- **ZADANIE A**
Wyjaśnij na podstawie fragmentu o Richardzie, dlaczego w pierwszej wypowiedzi mimo słów „Szkoda tylko, że ma tak mało filmów fabularnych na koncie” pada stwierdzenie, że nic jeszcze nie jest stracone.
- **ZADANIE B**
Wskaż każdy wiersz wpisów zawierający ciąg "chair". Wielkość liter ma znaczenie.

- **FRAGMENT DOKUMENTU**
****************

Po prostu brak słów. Jak widzę go na ekranie, to mnie paraliżuje. Jest nieziemski. Nie dość, że jest świetny w tym co robi, to na dodatek jest najprzystojniejszym facetem jakiego widziałam. Nie, 'przystojny" to niedostateczne słowo. Idealna twarz, uśmiech, roztapiające spojrzenie. I ten GŁOS, od którego miękną kolana. Szkoda tylko, że ma tak mało filmów fabularnych na koncie. Ale jeszcze nic straconego, ma 41 lat, ale Richard jak wino - im starszy tym lepszy.
Jestem tu :) Świetna rola w Północ południe, póżniej w Robinie, i w końcu doczekam się go w Hobbicie. To spojrzenie i uśmiech ehh.. Szkoda że zapuścił brodę i wąsy bo już jego uśmiechu nie widać , no cóż nie wiem jak wam teraz się podoba ale mi u żadnego faceta zarost sienie podoba.
Właśnie wczoraj oglądałam sobie wywiady z Comic Con, i stwierdzam, że z tym zarostem wygląda jeszcze lepiej, jeśli to wogóle możliwe. A już szczególnie na tych zdjęciach z sesji dla recognise... coś cudownego.
No to i ja się ujawnię ;) Ześwirowałam na jego punkcie po North and South gdzie zagrał fantastycznie Mr. Thorntona :D A wczoraj pochłonęłam cały Strike Back. Co by nie mówić Richard ma boskie ciało i cudowny głos. I oczy w których można utonąć.. :D
Po obejrzeniu tego teledysku postanowiłam, ze na pewno obejrzę Spooks - http://www.youtube.com/watch?v=mPKNAz8O7t8&feature=related ale tylko te sezony, w których gra Richard ;) Z tego co się orientuje, to jest sez 8 i 9.
Dziewczyny, nie zapominajcie o genialnej roli bezwzględnego Guya of Gisbourne. Uczta dla zmysłów. :-)
Dokładnie :) Jego głos normalnie przyprawia o dreszcze ;) Do tego jest niesamowicie przystojny :) @YourBeatrycze - co tu dużo pisać.. też bym brała :P Fantastycznie wcielił się w postać Thorntona w "North & South" !

****************

Zapisane wpisy
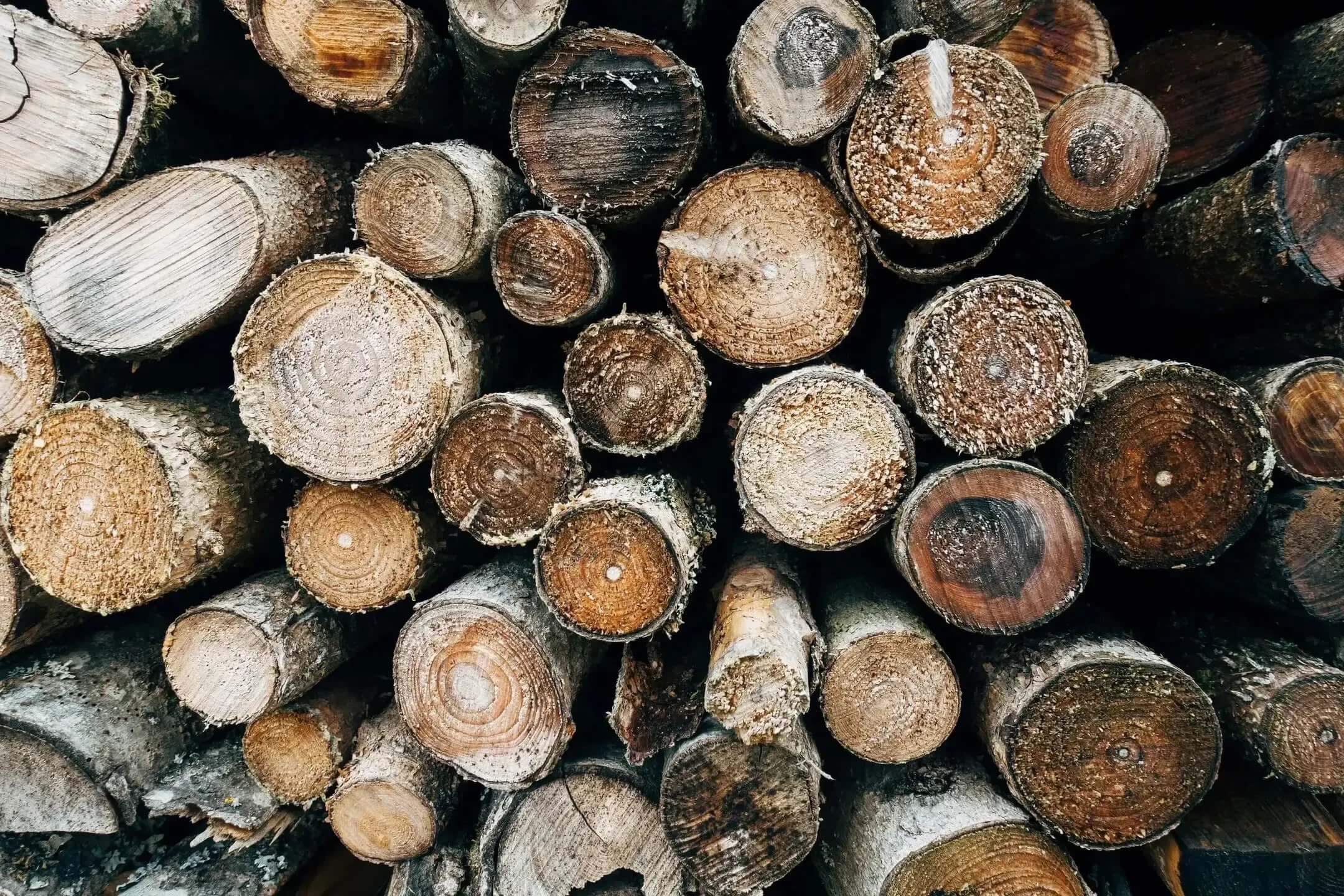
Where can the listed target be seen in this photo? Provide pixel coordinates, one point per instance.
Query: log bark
(60, 768)
(433, 210)
(635, 385)
(763, 266)
(348, 370)
(256, 648)
(1162, 489)
(487, 679)
(936, 826)
(889, 692)
(503, 462)
(593, 147)
(994, 367)
(620, 561)
(741, 817)
(995, 547)
(170, 491)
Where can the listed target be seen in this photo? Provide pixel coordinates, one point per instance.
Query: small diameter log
(1170, 462)
(635, 385)
(505, 461)
(1269, 233)
(1214, 89)
(618, 561)
(1096, 735)
(60, 768)
(996, 547)
(763, 649)
(166, 491)
(256, 648)
(936, 826)
(348, 370)
(889, 694)
(485, 678)
(799, 66)
(763, 265)
(738, 816)
(1061, 46)
(394, 798)
(608, 125)
(182, 251)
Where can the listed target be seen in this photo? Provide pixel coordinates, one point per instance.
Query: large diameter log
(994, 367)
(487, 679)
(1170, 462)
(889, 694)
(348, 370)
(60, 768)
(618, 562)
(169, 491)
(738, 816)
(995, 547)
(505, 461)
(1098, 737)
(608, 125)
(763, 265)
(936, 826)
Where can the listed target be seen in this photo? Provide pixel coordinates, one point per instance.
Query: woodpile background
(574, 448)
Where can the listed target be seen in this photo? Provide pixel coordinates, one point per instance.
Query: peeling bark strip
(1096, 735)
(608, 125)
(348, 370)
(1170, 462)
(635, 385)
(505, 462)
(936, 826)
(182, 251)
(799, 66)
(889, 692)
(995, 547)
(169, 492)
(58, 767)
(741, 817)
(1272, 231)
(763, 265)
(994, 367)
(618, 561)
(485, 678)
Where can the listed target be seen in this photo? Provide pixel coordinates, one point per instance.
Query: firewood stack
(878, 448)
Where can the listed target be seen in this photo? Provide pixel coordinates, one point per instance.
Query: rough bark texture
(170, 491)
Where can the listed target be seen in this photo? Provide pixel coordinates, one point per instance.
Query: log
(58, 768)
(936, 826)
(994, 366)
(620, 561)
(889, 694)
(487, 679)
(1163, 488)
(432, 210)
(593, 147)
(365, 548)
(799, 66)
(1099, 738)
(1267, 233)
(635, 385)
(1214, 89)
(995, 547)
(256, 648)
(348, 370)
(763, 265)
(741, 817)
(503, 462)
(169, 492)
(394, 798)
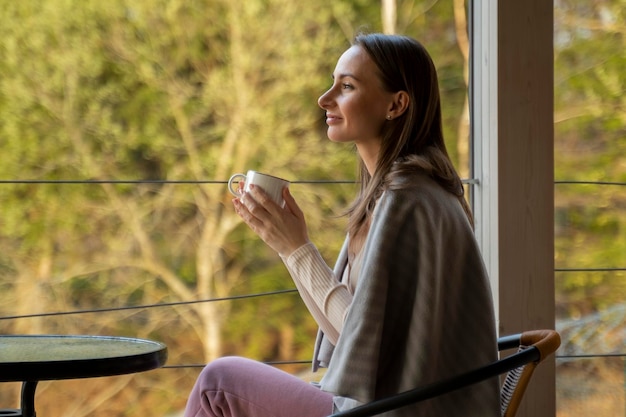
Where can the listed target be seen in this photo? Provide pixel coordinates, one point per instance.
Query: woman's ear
(399, 104)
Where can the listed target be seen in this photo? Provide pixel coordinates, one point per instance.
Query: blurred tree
(189, 90)
(590, 145)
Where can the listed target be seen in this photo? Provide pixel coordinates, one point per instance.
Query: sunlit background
(121, 121)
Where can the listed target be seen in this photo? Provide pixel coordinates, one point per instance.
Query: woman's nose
(324, 100)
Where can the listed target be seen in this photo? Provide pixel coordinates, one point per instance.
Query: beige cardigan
(422, 309)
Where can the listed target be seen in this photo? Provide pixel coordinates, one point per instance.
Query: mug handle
(234, 179)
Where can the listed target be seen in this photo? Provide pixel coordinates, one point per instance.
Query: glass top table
(33, 358)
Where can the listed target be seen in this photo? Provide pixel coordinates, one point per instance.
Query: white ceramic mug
(273, 186)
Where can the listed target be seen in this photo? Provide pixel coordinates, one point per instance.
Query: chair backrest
(514, 386)
(533, 347)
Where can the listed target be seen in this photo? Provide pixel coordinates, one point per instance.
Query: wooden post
(526, 182)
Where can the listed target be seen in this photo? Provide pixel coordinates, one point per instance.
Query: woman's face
(356, 105)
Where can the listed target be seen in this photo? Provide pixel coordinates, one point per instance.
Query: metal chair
(533, 347)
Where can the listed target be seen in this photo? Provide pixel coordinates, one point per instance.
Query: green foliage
(590, 145)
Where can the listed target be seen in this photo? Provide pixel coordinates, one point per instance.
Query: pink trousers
(239, 387)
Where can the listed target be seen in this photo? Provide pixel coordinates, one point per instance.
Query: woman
(408, 301)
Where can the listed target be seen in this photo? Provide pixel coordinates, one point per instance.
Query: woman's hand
(282, 228)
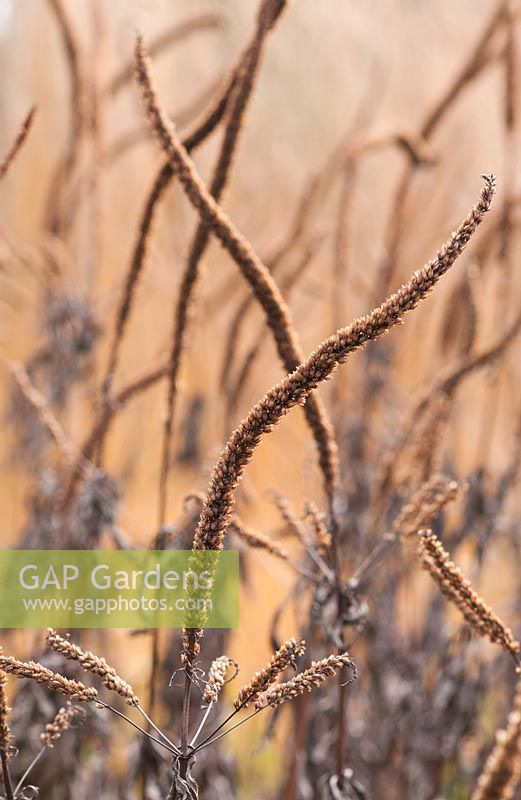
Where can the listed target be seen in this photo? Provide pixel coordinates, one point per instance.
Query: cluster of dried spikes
(5, 734)
(53, 680)
(90, 662)
(285, 657)
(425, 504)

****************

- **ROZWIĄZANIE ZADANIA A**
Nic nie jest stracone, ponieważ Richard ma 41 lat i jest jak wino: im starszy, tym lepszy.

- **ROZWIĄZANIE ZADANIA B**
Query: chair backrest
Query: metal chair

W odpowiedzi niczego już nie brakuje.